Copy all of the records word for word.

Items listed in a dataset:
+--

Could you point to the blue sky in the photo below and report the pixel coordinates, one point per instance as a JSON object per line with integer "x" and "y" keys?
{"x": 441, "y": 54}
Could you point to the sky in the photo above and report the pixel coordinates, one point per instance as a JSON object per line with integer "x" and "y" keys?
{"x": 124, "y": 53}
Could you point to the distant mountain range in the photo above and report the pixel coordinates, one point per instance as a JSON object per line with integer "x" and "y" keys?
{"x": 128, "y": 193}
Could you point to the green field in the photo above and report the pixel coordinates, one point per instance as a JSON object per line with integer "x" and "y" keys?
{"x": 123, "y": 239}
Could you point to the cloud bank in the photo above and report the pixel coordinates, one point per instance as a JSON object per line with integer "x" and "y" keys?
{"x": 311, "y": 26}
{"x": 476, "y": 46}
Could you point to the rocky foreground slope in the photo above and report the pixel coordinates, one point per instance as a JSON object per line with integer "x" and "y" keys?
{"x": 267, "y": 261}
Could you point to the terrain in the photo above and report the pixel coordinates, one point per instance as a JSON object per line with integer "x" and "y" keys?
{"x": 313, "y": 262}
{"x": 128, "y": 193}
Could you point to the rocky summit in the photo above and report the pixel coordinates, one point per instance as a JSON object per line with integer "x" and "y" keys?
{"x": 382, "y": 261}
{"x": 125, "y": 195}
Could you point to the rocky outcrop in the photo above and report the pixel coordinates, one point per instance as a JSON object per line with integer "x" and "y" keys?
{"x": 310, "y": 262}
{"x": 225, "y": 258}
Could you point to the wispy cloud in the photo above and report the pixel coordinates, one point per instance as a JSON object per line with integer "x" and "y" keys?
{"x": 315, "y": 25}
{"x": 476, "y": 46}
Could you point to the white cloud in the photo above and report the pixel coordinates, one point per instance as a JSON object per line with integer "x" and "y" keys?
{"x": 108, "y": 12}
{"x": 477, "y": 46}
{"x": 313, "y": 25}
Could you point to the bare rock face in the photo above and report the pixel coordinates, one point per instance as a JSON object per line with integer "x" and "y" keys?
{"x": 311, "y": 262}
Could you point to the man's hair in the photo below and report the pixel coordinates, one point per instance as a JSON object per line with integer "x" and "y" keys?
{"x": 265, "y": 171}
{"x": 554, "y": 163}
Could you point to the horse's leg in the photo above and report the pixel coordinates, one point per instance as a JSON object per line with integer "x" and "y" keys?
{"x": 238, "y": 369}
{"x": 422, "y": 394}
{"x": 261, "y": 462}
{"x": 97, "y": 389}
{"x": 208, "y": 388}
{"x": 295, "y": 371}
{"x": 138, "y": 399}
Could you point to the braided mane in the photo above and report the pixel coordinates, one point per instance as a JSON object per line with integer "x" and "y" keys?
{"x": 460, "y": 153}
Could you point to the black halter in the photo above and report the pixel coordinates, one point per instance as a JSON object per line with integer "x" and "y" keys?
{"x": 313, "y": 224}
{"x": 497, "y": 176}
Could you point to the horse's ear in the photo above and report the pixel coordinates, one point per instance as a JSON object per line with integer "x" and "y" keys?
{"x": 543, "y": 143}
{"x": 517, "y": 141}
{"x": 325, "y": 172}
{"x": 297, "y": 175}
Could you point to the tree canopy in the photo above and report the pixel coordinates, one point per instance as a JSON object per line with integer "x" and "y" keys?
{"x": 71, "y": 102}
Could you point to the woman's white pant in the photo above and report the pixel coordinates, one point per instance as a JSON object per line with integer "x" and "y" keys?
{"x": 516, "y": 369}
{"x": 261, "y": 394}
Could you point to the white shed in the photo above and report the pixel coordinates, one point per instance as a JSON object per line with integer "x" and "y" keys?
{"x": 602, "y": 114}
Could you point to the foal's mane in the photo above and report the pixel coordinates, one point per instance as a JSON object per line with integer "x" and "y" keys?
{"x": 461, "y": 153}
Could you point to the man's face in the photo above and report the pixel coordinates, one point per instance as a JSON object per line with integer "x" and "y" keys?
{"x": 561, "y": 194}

+--

Answer section:
Could you point to the blue sky in the photo below and report the pixel coordinates, one point per instance as a JSON object per line with integer "x" and "y" keys?
{"x": 441, "y": 54}
Could you point to the sky in the photo above and report the pixel coordinates, one point per instance as a JSON object per line with integer "x" and "y" keys?
{"x": 124, "y": 53}
Could you point to the distant mountain range in the photo above and report the pixel coordinates, one point per instance as a JSON object per line with integer "x" and "y" keys?
{"x": 128, "y": 193}
Could you point to the green field in the photo above and report the pixel coordinates, one point per instance as a JSON object per line with integer "x" and "y" keys?
{"x": 123, "y": 239}
Could you point to the cloud bank in the photo above and report the pixel coordinates, one point per instance as a JSON object per line with integer "x" and "y" keys?
{"x": 311, "y": 26}
{"x": 476, "y": 46}
Could you point to the rocky foreground slope in the photo above and report the pixel coordinates, one point per instance as a JSON object per line with integer "x" and "y" keys?
{"x": 267, "y": 261}
Could you point to the terrain in the photo above and report the pixel coordinates, one point per instance as a JSON object per line with integer "x" and "y" keys?
{"x": 313, "y": 262}
{"x": 128, "y": 193}
Could you point to the rocky summit in the photo above and report the pixel coordinates, one point per instance as a JSON object per line with integer "x" and "y" keys?
{"x": 382, "y": 261}
{"x": 125, "y": 195}
Could you point to the rocky outcrop in the photo above and report the pixel coordinates, one point per instance as a JSON object per line with integer "x" and "y" keys?
{"x": 310, "y": 262}
{"x": 225, "y": 258}
Could you point to the wispy cloud in the photo above and report the pixel coordinates, one point per instance as a JSON object per line with integer "x" and "y" keys?
{"x": 315, "y": 25}
{"x": 476, "y": 46}
Could you point to the white cloud in the photo above and report the pixel coordinates, one point per instance as a JSON object per line with integer "x" and "y" keys?
{"x": 108, "y": 12}
{"x": 477, "y": 46}
{"x": 313, "y": 25}
Could you point to the bare rock face in the photo above and report the pixel coordinates, one point per instance as a JSON object per line with integer "x" and "y" keys?
{"x": 311, "y": 262}
Could you point to the man's hair in the photo below and report the pixel coordinates, one point per instance as a JSON object per line with integer "x" and "y" keys?
{"x": 265, "y": 171}
{"x": 554, "y": 163}
Could you point to the horse's leg in the photo above and report the pixel coordinates, one point per instance as a JSON object per line with integer "x" and "y" keys?
{"x": 238, "y": 369}
{"x": 422, "y": 394}
{"x": 261, "y": 462}
{"x": 97, "y": 389}
{"x": 208, "y": 388}
{"x": 295, "y": 371}
{"x": 138, "y": 399}
Could you point to the braided mane in the photo above and report the pixel coordinates, one point per instance as a JSON object per line with integer "x" and "y" keys?
{"x": 460, "y": 153}
Could you point to the black halter in the photo above and report the pixel coordinates, one point per instance as a JSON object per line with integer "x" and "y" keys?
{"x": 313, "y": 224}
{"x": 497, "y": 176}
Could you point to the horse's ear in the photo above and report the pixel coordinates, one point per instance as a JSON object per line with integer "x" and "y" keys?
{"x": 543, "y": 143}
{"x": 517, "y": 141}
{"x": 325, "y": 172}
{"x": 297, "y": 175}
Could you point to the tree canopy in the photo above and report the pixel coordinates, one point per instance as a JSON object per line with integer "x" and "y" keys?
{"x": 71, "y": 102}
Could you point to the woman's white pant in the photo above and report the pixel coordinates, one point per instance as a JSON object per line with integer "x" and "y" keys?
{"x": 516, "y": 369}
{"x": 261, "y": 394}
Could you point to the white shed in the photo above and report the pixel coordinates, one point per instance as a JSON object per line with integer "x" and "y" keys?
{"x": 602, "y": 114}
Could you point to the foal's mane in the photo above and report the pixel coordinates, one point per instance as a JSON object per line with integer "x" and "y" keys?
{"x": 461, "y": 153}
Could you point to the man's face in the photo above and report the pixel coordinates, one point per instance as a JSON object per line with integer "x" and "y" keys?
{"x": 561, "y": 194}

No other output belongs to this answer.